## BEGIN GIVEN TEXT
Become a member and get exclusive access to articles, live sessions and more!
Start Your Free Trial

Pete Christlieb: The Tenor Deacon

Pete Christlieb

It’s Friday night in Woodland Hills, Calif. We’re at Fitzgerald’s, the sports bar in the local Hilton that’s occasionally refitted as a jazz room. Tenor saxophonist Pete Christlieb is on tap tonight, appealing to a select group of rapt fans and also braving the inevitable table of disrespectful chatterboxes. He dishes out inspiring solos on familiar themes such as “Song for My Father.” The tune could be a lounge-about pseudo-samba, but it instead goes places you don’t expect.

It’s not unreasonable to assume this is the hottest saxophone-playing in any Hilton in the world on this night.

A week later Christlieb can be found in a very different and more attentive setting, giving a master class in the Kenworthy Theater in downtown Moscow, Idaho. Christlieb is a special guest at the education-heavy Lionel Hampton Jazz Festival, which makes this sleepy college town come alive one week every February.

Talking to the young audience about his life in music, Christlieb says, “When I told my parents I wanted to switch from violin to tenor saxophone, it went over like an orphanage fire.”

He then plays a steamy version of “Indiana/Donna Lee” in tandem with Russian tenor saxophonist Igor Butman: Christlieb is the clean and burning one; Butman wields a brusquer approach.

When finished, Christlieb offers advice both practical and philosophical to the packed house, dipping into his irreverent-humor bag: “People ask what’s the most important aspect of playing jazz. I say: Play horn. Get check.”
## END GIVEN TEXT
JOB 1 =>
According to the Pete Christlieb profile, why is Christlieb in Moscow, Idaho, and what makes that town come alive one week every February?
JOB 2 =>
Translate this sentence from the Pete Christlieb profile into Spanish: "He dishes out inspiring solos on familiar themes such as “Song for My Father.”"
## BEGIN DATASET EXCERPTS
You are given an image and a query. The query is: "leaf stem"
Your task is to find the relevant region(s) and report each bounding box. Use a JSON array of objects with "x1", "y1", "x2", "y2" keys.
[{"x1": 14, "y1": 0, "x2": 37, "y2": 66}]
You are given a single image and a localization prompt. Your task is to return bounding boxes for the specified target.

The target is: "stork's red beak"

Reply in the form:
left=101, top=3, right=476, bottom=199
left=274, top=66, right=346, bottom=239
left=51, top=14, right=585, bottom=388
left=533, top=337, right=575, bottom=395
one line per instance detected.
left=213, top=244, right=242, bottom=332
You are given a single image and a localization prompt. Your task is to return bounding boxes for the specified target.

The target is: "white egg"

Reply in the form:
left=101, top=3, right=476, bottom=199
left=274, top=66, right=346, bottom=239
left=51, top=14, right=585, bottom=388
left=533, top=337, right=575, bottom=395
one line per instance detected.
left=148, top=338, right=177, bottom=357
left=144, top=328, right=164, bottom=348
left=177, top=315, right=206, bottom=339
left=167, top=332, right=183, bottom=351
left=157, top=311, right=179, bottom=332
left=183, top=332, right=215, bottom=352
## END DATASET EXCERPTS
WRITTEN RESPONSE 1 =>
Christlieb is in Moscow, Idaho, as a special guest at the Lionel Hampton Jazz Festival, where he gives a master class in the Kenworthy Theater. That education-heavy festival makes the sleepy college town come alive one week every February.

WRITTEN RESPONSE 2 =>
Ofrece solos inspiradores sobre temas conocidos como «Song for My Father».